§ Tarefa escrita 1:
Resuma o parágrafo do texto sobre o idioma da poesia que começa com "Pode-se resumir em breves palavras". Preserve seus fatos principais.
§ Tarefa escrita 2:
Prossiga com o texto sobre o idioma da poesia a partir da última frase apresentada.

§ Trecho para leitura:
========================
Serio
Buarque de Holanda
Pode-se resumir em breves palavras a reflexão mais generalizada
entre os que desejam ver no idioma da poesia apenas e exclusivamente
aquilo que não pode oferecer a prosa discursiva e tratam
de defini-lo por esse contraste. O cientista fixaria, sobretudo,
aspectos isolados e necessariamente esquematicos da realidade, ao
passo que o poeta procuraria refletir a propria densidade da vida,
conciliando, numa harmonia superior e organica, formas heterogeneas
e até contraditorias.
Já procurei mostrar como este ponto de vista é valido,
quando muito, com relação à poesia atual -
deveria precisar: com relação a parte da poesia atual
- em outras epocas, servindo-se embora, de recursos peculiares,
como o metro, o ritmo, o acento, a assonancia, a rima, ela não
buscava necessariamente aquela conciliação de contrarios,
ou não a buscava através de linguagens especiais,
de tecnicas especiais, inacessiveis, umas e outras, à pura
operação logica.
========================
§ Trechos dos itens:
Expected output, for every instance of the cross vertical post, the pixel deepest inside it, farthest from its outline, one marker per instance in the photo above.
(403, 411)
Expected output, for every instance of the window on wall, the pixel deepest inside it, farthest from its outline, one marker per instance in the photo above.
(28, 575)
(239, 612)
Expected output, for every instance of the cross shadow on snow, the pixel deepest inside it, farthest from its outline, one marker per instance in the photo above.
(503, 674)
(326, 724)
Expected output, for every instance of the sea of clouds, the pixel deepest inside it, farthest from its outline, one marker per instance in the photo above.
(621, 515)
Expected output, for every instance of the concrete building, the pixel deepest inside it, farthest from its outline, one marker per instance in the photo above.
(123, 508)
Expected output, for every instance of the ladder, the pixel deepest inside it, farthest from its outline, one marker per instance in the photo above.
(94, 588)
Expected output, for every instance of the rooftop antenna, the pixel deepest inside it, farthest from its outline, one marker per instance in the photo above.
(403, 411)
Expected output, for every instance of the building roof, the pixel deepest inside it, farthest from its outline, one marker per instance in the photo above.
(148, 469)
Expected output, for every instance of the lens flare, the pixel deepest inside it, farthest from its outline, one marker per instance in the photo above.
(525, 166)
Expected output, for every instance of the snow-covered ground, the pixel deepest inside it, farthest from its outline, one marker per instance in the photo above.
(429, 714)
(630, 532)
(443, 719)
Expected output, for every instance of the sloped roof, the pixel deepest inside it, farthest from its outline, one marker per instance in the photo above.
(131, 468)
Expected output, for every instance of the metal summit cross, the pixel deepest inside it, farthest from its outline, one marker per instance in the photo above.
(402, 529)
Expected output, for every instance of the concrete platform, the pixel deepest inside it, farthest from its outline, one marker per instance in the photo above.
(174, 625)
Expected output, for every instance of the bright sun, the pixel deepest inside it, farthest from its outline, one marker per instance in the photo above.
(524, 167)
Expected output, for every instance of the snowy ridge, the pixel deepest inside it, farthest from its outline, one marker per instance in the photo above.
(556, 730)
========================
§ Resposta final 1:
Muitos dos que querem ver na linguagem da poesia só o que a prosa discursiva não oferece a definem por esse contraste. Para eles, o cientista fixaria aspectos isolados e esquemáticos da realidade. Já o poeta buscaria refletir a densidade da vida, conciliando numa harmonia superior e orgânica formas heterogêneas e até contraditórias.

§ Resposta final 2:
Dado, entretanto, que parte da poesia atual pretende servir-se de
uma idioma proprio, alogico ou metalogico (assim como os povos naturais,
na concepção de Levy-Bruehi, posteriormente renegada
por seu proprio autor, se caracterizariam pela mentalidade pré-logica),
resta ainda saber se os criterios de analise forjados para elucidá-la
se distinguiriam por um plausivel rigor.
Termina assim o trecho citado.